[dpdk-dev,3/4] port: fix full burst checks in f_tx_bulk ops

Message ID 1459198297-49854-4-git-send-email-rsanford@akamai.com (mailing list archive)
State Changes Requested, archived
Headers

Commit Message

Robert Sanford March 28, 2016, 8:51 p.m. UTC
  For several f_tx_bulk functions in rte_port_{ethdev,ring,sched}.c,
it appears that the intent of the bsz_mask logic is to test whether
pkts_mask contains a full burst (i.e., the <tx_burst_sz> least
significant bits are set).

There are two problems with the bsz_mask code: 1) It truncates
by using the wrong size for local variable uint32_t bsz_mask, and
2) We may pass oversized bursts to the underlying ethdev/ring/sched,
e.g., tx_burst_sz=16, bsz_mask=0x8000, and pkts_mask=0x1ffff
(17 packets), results in expr==0, and we send a burst larger than
desired (and non-power-of-2) to the underlying tx burst interface.

We propose to effectively set bsz_mask = (1 << tx_burst_sz) - 1
(while avoiding truncation for tx_burst_sz=64), to cache the mask
value of a full burst, and then do a simple compare with pkts_mask
in each f_tx_bulk.

Signed-off-by: Robert Sanford <rsanford@akamai.com>
---
 lib/librte_port/rte_port_ethdev.c |   15 ++++-----------
 lib/librte_port/rte_port_ring.c   |   16 ++++------------
 lib/librte_port/rte_port_sched.c  |    7 ++-----
 3 files changed, 10 insertions(+), 28 deletions(-)
  

Comments

Cristian Dumitrescu March 31, 2016, 3:41 p.m. UTC | #1
> -----Original Message-----
> From: Robert Sanford [mailto:rsanford2@gmail.com]
> Sent: Monday, March 28, 2016 9:52 PM
> To: dev@dpdk.org; Dumitrescu, Cristian <cristian.dumitrescu@intel.com>
> Subject: [PATCH 3/4] port: fix full burst checks in f_tx_bulk ops
> 
> For several f_tx_bulk functions in rte_port_{ethdev,ring,sched}.c,
> it appears that the intent of the bsz_mask logic is to test whether
> pkts_mask contains a full burst (i.e., the <tx_burst_sz> least
> significant bits are set).
> 
> There are two problems with the bsz_mask code: 1) It truncates
> by using the wrong size for local variable uint32_t bsz_mask, and

This is indeed a bug: although port->bsz_mask is always defined as uint64_t, there are several places where we cache it to a local variable which is defined as 32-bit by mistake: uint32_t bsz = p->bsz_mask. Thanks, Robert!

> 2) We may pass oversized bursts to the underlying ethdev/ring/sched,
> e.g., tx_burst_sz=16, bsz_mask=0x8000, and pkts_mask=0x1ffff
> (17 packets), results in expr==0, and we send a burst larger than
> desired (and non-power-of-2) to the underlying tx burst interface.
────
**Given task A**
In the records, starting at the line containing "Locate the silver" and ending at the end of the records, swap "orange strap" for "red strap" and leave everything else unchanged.
The records that follow are unrelated to the DPDK patch thread above.
────
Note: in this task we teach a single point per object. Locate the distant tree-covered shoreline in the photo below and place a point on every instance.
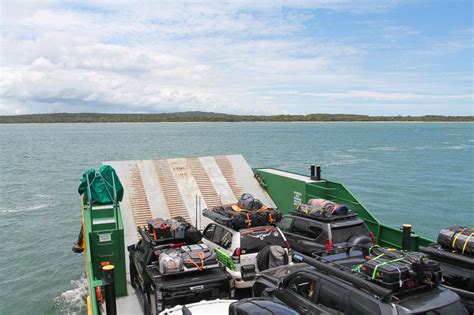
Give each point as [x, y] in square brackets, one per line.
[218, 117]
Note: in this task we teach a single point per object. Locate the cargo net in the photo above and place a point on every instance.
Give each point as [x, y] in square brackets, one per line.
[399, 271]
[248, 212]
[175, 246]
[457, 239]
[322, 208]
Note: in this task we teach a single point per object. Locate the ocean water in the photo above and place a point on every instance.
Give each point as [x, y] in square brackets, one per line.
[403, 172]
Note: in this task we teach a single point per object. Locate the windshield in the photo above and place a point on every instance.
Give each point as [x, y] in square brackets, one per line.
[341, 234]
[254, 239]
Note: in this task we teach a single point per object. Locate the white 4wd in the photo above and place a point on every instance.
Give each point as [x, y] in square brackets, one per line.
[244, 252]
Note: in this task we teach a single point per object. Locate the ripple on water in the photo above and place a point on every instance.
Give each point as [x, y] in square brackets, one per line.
[73, 301]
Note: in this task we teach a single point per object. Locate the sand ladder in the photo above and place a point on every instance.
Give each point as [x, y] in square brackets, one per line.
[138, 199]
[208, 192]
[228, 171]
[170, 189]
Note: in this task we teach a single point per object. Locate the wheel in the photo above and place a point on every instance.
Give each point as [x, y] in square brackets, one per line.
[133, 275]
[146, 304]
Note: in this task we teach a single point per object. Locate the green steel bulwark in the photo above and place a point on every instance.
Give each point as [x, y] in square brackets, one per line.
[104, 240]
[288, 189]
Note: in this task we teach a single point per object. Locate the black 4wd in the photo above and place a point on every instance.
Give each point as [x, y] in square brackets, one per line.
[310, 234]
[323, 287]
[198, 278]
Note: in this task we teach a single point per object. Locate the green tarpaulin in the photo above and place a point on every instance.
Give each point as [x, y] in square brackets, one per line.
[101, 185]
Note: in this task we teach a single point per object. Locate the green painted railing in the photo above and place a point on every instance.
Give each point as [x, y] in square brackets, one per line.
[288, 189]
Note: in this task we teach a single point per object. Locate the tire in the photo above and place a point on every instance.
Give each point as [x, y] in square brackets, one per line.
[263, 256]
[133, 274]
[146, 304]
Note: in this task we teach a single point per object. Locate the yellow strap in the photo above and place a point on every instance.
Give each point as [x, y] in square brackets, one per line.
[465, 242]
[456, 238]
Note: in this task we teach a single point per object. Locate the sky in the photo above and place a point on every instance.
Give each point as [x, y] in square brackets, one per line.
[412, 57]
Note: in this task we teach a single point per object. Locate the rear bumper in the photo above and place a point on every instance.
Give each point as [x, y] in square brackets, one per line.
[239, 283]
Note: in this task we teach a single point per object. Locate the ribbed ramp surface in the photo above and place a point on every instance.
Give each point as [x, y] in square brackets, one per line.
[169, 187]
[172, 187]
[138, 199]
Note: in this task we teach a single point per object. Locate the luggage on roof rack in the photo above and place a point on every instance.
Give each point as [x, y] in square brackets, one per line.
[237, 218]
[457, 238]
[398, 270]
[197, 257]
[322, 208]
[176, 228]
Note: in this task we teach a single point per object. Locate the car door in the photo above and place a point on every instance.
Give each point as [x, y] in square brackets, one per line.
[305, 233]
[300, 292]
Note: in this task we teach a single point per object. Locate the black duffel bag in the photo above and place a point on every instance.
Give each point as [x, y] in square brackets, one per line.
[458, 238]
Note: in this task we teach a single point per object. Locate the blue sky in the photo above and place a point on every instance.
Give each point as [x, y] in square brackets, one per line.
[242, 57]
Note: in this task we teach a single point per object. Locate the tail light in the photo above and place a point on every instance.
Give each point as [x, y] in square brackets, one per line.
[372, 238]
[328, 247]
[409, 283]
[236, 256]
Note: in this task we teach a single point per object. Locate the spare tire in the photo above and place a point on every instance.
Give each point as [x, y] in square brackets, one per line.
[264, 256]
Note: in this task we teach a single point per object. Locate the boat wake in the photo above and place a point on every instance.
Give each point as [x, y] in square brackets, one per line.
[73, 301]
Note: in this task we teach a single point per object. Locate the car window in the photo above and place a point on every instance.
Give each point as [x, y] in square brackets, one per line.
[226, 241]
[254, 239]
[285, 224]
[217, 237]
[344, 233]
[332, 296]
[313, 230]
[141, 246]
[299, 227]
[361, 305]
[304, 286]
[209, 231]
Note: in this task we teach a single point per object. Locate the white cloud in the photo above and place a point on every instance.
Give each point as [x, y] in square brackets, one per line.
[236, 57]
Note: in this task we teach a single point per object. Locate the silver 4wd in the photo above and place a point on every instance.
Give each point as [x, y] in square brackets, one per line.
[245, 252]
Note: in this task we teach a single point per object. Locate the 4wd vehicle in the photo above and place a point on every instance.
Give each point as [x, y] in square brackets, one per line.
[245, 252]
[455, 253]
[327, 287]
[310, 229]
[168, 266]
[245, 238]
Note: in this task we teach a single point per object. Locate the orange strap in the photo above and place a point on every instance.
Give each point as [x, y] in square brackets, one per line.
[456, 238]
[201, 257]
[465, 242]
[249, 221]
[270, 218]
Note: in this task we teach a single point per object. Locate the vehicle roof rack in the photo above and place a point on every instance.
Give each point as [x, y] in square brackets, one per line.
[330, 218]
[356, 279]
[353, 279]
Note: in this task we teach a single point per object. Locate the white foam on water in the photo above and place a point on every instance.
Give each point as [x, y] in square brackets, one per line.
[22, 209]
[458, 147]
[386, 149]
[73, 301]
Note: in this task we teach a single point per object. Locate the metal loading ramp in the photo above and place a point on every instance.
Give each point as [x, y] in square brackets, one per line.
[171, 187]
────
**Given task B**
Answer these questions from the DPDK patch thread:
(i) Which three files does the patch change?
(ii) In the reply, what type is port->bsz_mask said to always be defined as?
(iii) What value does the commit message propose to effectively set bsz_mask to?

**Worked answer A**
Note: in this task we teach a single point per object. Locate the silver 4wd in the photo above and place a point on every instance.
Give each point as [x, y] in square brackets, one per line.
[245, 252]
Note: in this task we teach a single point per object. Locate the 4wd vehicle in the photo above and place a point on every instance.
Give each point as [x, y] in square brackets, one per line.
[245, 252]
[455, 253]
[327, 287]
[310, 229]
[168, 266]
[245, 238]
Note: in this task we teach a single point per object. Locate the red strap in the photo above and place a point on every instance.
Give each point as [x, y] in square brackets, one per line.
[456, 238]
[201, 257]
[465, 242]
[249, 221]
[270, 218]
Note: in this task we teach a single point per object. Locate the vehicle roof rack in the photo above and place a point on every instance.
Give each point as [x, y] in square brackets, one per line.
[330, 218]
[356, 279]
[353, 279]
Note: in this task we teach a single point per object. Locate the white foam on water in the photo above and place a point on every instance.
Give each point as [x, y] in square brackets, one per line.
[22, 209]
[458, 147]
[386, 149]
[73, 301]
Note: in this task we teach a single point per object. Locate the metal loading ramp in the photo above and place a point on every instance.
Give each point as [x, y] in square brackets, one per line.
[171, 187]

**Worked answer B**
(i) lib/librte_port/rte_port_ethdev.c, lib/librte_port/rte_port_ring.c, and lib/librte_port/rte_port_sched.c
(ii) uint64_t
(iii) (1 << tx_burst_sz) - 1